+++ TEXTE FOURNI

Pourquoi les partenariats sont-ils devenus un critère clé des appels à projets numériques ?

La plupart des appels à projets numériques lancés par l’État, les Régions, ou l’Europe affichent un constat commun : ils valorisent fortement les dossiers construits autour de partenariats sérieux, variés et cohérents. D’après l’Observatoire France Num, 82% des projets soutenus dans le cadre des dispositifs nationaux 2022-2023 intégraient au moins un partenariat formalisé (France Num). Au-delà de la dynamique collaborative, les partenaires constituent un gage de crédibilité, de mutualisation des moyens et de pérennité attendue par les financeurs.

Dans un contexte où la transformation numérique s’accélère mais reste inégale sur le territoire, le partenariat n’est plus accessoire : il conditionne souvent la réussite opérationnelle et le passage à l’échelle. Les appels à projets visent à faire sortir les initiatives du “petit périmètre” – à ouvrir les démarches, à fédérer, et à tester en conditions réelles tout en limitant les risques.

++++++

Dans le texte sur les partenariats et les appels à projets numériques, recopiez mot pour mot le passage qui va de « Pourquoi les partenariats » à « par les financeurs. ».

+++ DONNÉES PRÉSENTÉES

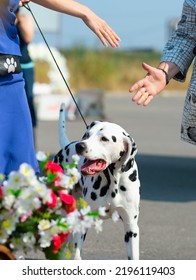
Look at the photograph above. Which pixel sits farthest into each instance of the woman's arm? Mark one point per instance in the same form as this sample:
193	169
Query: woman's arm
94	22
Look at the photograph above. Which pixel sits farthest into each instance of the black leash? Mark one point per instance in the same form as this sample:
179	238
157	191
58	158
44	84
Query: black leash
29	9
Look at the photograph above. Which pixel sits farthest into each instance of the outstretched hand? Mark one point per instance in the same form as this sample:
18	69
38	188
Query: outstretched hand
148	87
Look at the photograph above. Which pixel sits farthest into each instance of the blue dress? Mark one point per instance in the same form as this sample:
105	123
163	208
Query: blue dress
16	138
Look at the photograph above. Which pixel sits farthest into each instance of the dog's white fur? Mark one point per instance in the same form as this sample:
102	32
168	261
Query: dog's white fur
116	187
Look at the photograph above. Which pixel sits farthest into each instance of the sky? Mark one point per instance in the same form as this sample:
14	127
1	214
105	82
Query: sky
140	24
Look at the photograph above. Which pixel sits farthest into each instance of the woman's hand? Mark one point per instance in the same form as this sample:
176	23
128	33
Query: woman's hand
22	2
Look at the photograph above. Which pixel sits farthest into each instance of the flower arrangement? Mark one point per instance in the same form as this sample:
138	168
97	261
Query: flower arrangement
39	212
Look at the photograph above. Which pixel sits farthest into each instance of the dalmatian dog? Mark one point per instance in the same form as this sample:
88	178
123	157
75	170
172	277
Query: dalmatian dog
109	175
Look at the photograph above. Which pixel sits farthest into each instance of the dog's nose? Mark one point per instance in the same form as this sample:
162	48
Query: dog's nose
80	147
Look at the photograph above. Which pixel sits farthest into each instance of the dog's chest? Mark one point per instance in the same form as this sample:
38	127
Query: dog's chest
98	190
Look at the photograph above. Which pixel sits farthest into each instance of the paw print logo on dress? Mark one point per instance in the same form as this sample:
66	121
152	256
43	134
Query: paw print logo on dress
10	65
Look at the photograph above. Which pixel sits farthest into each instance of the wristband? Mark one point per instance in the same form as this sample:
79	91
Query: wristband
166	75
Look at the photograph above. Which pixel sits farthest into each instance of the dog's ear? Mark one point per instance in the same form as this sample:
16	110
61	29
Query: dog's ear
130	150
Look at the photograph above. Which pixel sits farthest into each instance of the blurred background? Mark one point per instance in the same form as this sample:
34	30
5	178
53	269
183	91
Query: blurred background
100	78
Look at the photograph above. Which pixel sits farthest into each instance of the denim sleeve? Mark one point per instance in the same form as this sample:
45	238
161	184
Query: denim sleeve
181	47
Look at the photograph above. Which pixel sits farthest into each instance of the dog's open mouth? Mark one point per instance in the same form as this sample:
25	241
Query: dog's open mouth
91	167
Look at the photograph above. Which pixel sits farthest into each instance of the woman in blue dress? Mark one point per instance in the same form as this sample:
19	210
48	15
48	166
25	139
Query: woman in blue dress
16	138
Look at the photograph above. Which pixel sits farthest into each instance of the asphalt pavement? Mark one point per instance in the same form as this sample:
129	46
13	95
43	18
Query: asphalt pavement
167	172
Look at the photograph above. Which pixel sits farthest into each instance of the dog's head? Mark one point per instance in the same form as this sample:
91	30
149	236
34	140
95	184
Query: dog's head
103	144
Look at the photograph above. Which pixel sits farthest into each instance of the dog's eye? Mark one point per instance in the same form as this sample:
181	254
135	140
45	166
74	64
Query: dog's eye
85	136
104	139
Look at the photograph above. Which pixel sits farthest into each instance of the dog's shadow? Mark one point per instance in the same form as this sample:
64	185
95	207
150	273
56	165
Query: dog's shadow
167	178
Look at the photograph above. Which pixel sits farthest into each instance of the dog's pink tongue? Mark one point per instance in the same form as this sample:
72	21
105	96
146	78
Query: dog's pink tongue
91	167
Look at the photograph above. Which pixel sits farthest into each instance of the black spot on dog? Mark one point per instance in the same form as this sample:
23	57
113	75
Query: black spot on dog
85	136
112	168
113	194
194	98
133	176
82	179
83	237
97	183
122	154
104	190
191	132
122	188
93	196
128	166
59	158
91	125
134	149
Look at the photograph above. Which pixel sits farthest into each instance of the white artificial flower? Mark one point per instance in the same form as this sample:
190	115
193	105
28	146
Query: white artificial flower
115	216
76	158
85	211
29	239
98	224
8	201
16	180
41	156
74	221
26	170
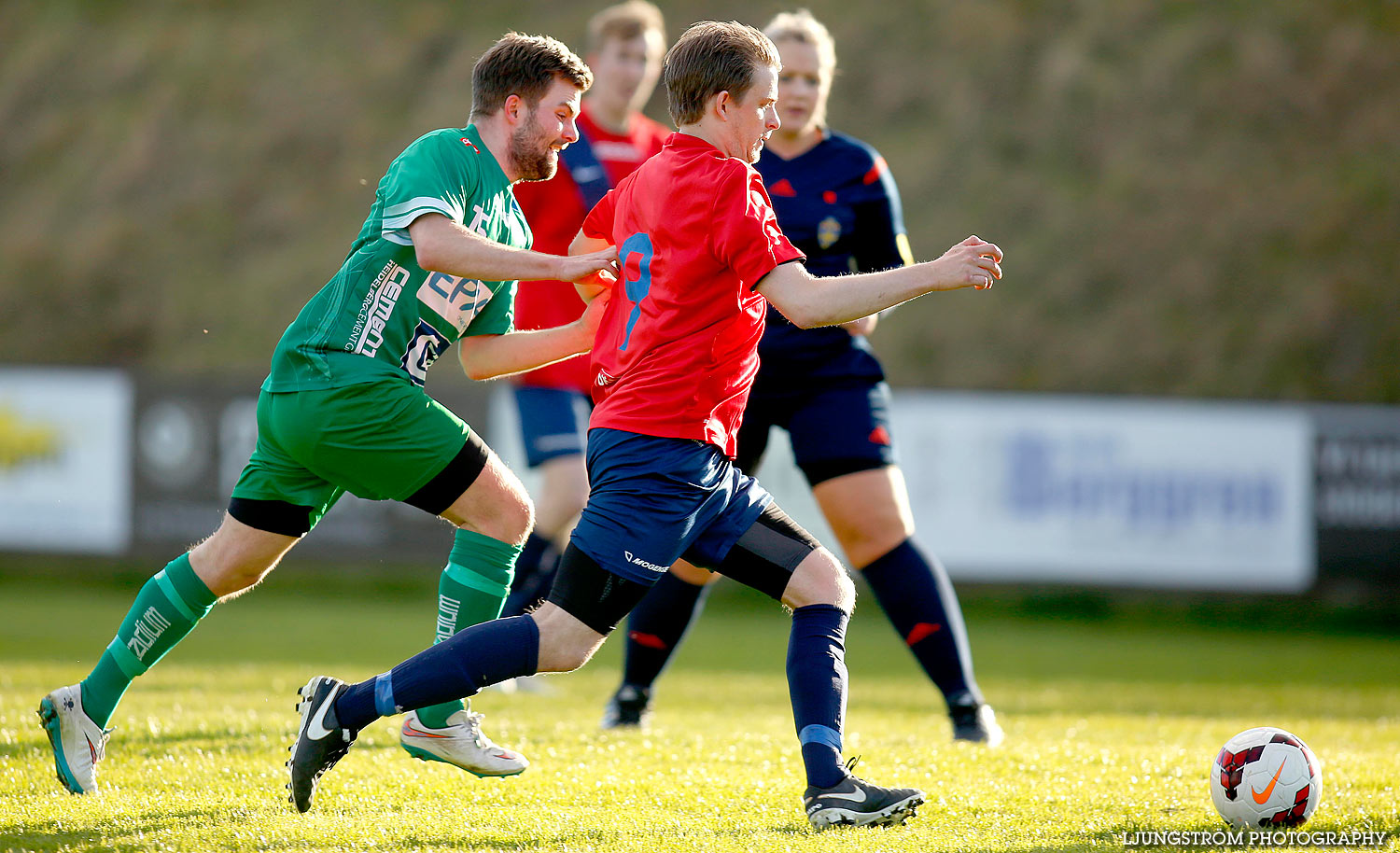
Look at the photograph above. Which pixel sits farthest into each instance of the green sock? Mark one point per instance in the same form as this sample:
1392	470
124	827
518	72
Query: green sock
470	592
165	609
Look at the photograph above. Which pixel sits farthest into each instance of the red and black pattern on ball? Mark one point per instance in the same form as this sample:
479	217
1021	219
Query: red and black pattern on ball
1294	816
1232	768
1312	760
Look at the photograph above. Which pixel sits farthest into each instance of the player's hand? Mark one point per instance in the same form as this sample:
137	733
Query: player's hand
594	315
590	268
861	327
971	263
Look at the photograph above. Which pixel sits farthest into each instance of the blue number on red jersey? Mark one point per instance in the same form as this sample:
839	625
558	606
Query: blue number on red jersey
636	276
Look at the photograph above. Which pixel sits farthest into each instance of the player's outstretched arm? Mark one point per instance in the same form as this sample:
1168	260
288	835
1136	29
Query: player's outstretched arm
492	356
445	246
809	301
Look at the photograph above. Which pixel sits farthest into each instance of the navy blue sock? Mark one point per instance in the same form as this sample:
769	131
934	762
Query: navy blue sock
655	628
534	576
817	684
920	603
455	668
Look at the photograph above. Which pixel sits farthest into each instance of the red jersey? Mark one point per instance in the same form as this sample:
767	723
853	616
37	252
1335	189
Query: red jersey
554	210
677	350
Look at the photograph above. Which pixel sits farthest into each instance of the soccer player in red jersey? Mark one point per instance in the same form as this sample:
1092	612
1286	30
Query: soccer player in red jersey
836	201
626	44
677	350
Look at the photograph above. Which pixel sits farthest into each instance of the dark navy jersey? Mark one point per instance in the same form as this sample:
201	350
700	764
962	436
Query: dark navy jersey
839	204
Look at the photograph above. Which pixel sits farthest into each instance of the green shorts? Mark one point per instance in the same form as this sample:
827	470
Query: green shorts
377	440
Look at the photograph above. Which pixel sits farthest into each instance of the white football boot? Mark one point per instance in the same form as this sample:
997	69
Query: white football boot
77	741
459	743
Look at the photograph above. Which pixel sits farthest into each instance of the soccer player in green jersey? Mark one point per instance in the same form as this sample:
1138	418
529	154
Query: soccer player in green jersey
343	408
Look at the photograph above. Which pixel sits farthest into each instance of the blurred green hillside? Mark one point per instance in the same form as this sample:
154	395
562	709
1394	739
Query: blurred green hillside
1195	199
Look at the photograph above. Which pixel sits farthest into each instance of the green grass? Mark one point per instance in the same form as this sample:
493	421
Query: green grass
1111	729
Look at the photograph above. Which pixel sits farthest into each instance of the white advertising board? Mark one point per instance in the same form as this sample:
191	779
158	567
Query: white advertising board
64	460
1122	492
1100	492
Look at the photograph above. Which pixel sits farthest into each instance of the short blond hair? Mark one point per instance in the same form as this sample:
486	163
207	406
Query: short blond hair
804	28
711	58
624	21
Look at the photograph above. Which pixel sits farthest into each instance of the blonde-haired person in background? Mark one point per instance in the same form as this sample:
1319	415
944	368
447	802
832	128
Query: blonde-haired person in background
836	201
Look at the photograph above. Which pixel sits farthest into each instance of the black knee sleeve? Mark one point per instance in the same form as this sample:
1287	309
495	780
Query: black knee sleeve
769	552
591	594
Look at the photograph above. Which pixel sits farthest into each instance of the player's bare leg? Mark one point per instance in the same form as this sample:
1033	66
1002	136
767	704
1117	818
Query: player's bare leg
870	514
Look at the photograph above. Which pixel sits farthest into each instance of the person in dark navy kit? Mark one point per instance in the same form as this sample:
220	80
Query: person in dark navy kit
700	254
836	201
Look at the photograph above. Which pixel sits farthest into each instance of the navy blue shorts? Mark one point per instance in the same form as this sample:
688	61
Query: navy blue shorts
834	430
652	500
553	422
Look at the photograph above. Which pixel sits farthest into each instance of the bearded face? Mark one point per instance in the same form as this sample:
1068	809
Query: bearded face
532	151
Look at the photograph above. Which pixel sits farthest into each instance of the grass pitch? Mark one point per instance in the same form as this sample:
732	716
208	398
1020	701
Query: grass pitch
1111	727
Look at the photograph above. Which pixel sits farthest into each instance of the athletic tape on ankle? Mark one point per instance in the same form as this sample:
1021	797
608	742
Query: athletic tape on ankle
384	695
820	734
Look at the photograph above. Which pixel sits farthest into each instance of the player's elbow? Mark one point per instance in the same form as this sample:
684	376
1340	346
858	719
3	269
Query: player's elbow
473	363
801	314
427	252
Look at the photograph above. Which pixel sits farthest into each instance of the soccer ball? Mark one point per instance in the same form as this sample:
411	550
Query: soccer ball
1266	777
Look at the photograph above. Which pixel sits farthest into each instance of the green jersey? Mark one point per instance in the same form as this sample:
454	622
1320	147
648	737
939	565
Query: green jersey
383	315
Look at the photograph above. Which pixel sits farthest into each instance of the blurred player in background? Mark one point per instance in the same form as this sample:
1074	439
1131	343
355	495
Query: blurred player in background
343	408
677	350
626	44
836	201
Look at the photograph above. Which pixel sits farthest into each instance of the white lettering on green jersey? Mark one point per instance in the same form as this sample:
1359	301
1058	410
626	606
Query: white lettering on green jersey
384	315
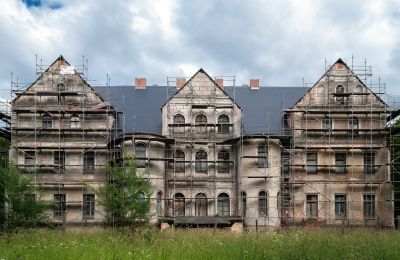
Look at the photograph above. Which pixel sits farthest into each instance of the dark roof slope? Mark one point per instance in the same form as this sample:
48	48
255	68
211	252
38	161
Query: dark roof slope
262	109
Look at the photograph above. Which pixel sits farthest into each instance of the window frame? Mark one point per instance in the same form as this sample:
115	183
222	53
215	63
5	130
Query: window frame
223	205
89	162
312	206
263	203
340	206
262	156
201	164
88	205
60	205
311	163
223	165
223	124
340	163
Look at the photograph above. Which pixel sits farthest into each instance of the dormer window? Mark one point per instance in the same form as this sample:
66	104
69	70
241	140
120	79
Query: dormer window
340	96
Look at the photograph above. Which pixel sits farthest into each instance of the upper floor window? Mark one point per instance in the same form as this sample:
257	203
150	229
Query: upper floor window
223	124
47	121
340	95
61	87
201	123
369	162
263	203
88	162
74	120
262	161
223	162
179	161
327	124
353	125
223	205
179	123
340	161
140	154
201	162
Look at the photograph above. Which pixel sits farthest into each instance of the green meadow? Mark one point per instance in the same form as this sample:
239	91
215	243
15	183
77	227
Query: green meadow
201	244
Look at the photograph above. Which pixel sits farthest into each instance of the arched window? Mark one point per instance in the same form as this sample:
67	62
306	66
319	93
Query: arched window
179	124
201	162
340	95
223	205
223	161
74	121
201	205
201	123
159	203
327	124
263	203
140	154
61	87
47	121
243	197
262	152
179	161
223	124
353	125
179	204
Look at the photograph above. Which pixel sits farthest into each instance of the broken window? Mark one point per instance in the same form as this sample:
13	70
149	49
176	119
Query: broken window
179	124
201	162
88	162
179	161
201	123
201	205
340	206
369	206
262	161
340	162
223	124
179	204
340	95
140	155
311	165
312	206
223	162
263	203
74	121
353	125
88	205
223	206
327	124
47	121
369	162
59	160
60	205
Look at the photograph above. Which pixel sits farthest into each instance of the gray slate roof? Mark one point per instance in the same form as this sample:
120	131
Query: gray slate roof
262	109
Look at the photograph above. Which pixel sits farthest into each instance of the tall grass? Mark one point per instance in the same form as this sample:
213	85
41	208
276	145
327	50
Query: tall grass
201	244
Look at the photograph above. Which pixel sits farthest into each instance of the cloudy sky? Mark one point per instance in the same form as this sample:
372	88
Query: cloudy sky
280	42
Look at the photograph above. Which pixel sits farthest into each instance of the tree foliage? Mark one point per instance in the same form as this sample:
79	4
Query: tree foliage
21	207
126	196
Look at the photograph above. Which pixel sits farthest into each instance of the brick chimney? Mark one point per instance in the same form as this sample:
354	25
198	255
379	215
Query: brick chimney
254	83
140	83
220	82
180	82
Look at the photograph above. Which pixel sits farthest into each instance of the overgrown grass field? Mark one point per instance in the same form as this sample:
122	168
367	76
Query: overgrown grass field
201	244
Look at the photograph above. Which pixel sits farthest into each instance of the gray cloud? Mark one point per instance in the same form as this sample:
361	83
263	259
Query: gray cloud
278	41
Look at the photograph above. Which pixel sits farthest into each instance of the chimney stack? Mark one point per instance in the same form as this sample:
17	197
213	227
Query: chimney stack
254	83
220	82
140	83
180	82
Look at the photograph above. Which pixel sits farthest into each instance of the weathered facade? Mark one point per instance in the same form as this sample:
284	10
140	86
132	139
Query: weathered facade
214	154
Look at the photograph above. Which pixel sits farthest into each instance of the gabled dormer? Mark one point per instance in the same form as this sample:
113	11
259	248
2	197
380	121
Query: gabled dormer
340	88
201	109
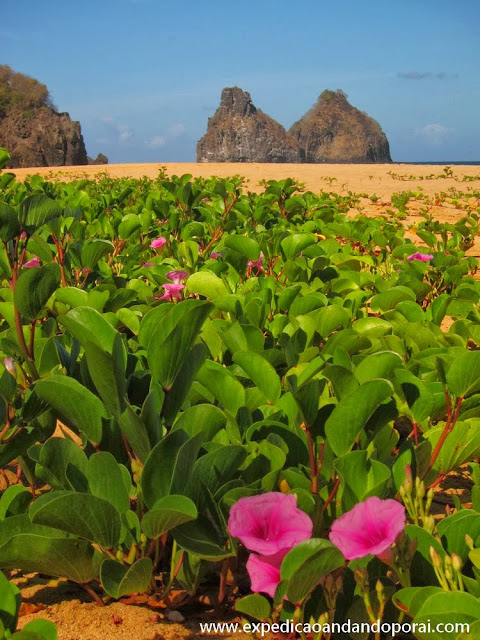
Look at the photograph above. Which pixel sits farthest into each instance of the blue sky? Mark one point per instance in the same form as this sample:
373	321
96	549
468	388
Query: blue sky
143	76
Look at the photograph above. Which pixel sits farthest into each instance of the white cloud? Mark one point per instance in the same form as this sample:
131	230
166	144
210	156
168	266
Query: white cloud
434	133
122	132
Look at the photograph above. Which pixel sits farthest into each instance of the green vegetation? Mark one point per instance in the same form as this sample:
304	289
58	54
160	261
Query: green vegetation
173	345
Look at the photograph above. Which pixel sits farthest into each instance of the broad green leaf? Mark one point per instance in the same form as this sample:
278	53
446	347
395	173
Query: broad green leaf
463	374
119	580
306	564
261	372
108	374
32	547
105	480
37	210
169	345
9	224
223	385
361	477
82	514
93	251
167	513
353	412
168	466
88	325
244	245
207	284
74	403
33	289
293	245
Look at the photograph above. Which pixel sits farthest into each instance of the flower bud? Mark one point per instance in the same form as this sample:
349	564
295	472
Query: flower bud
469	542
9	365
435	558
457	562
408	482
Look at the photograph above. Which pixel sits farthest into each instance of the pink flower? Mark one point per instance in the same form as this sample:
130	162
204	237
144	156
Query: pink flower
369	528
264	572
176	276
158	242
34	262
424	257
172	292
256	263
269	523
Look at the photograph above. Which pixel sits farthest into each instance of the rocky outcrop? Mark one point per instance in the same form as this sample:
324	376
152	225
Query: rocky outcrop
335	131
239	132
31	129
43	139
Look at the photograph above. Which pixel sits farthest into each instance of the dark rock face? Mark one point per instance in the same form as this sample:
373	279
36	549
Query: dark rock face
335	131
239	132
31	129
43	138
100	159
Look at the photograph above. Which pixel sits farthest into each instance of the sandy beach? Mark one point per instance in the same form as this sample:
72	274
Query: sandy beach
359	178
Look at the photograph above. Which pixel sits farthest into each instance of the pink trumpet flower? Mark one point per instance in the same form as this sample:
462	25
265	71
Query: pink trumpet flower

++++++

- [RÉSULTAT]:
Pourquoi les partenariats sont-ils devenus un critère clé des appels à projets numériques ?

La plupart des appels à projets numériques lancés par l’État, les Régions, ou l’Europe affichent un constat commun : ils valorisent fortement les dossiers construits autour de partenariats sérieux, variés et cohérents. D’après l’Observatoire France Num, 82% des projets soutenus dans le cadre des dispositifs nationaux 2022-2023 intégraient au moins un partenariat formalisé (France Num). Au-delà de la dynamique collaborative, les partenaires constituent un gage de crédibilité, de mutualisation des moyens et de pérennité attendue par les financeurs.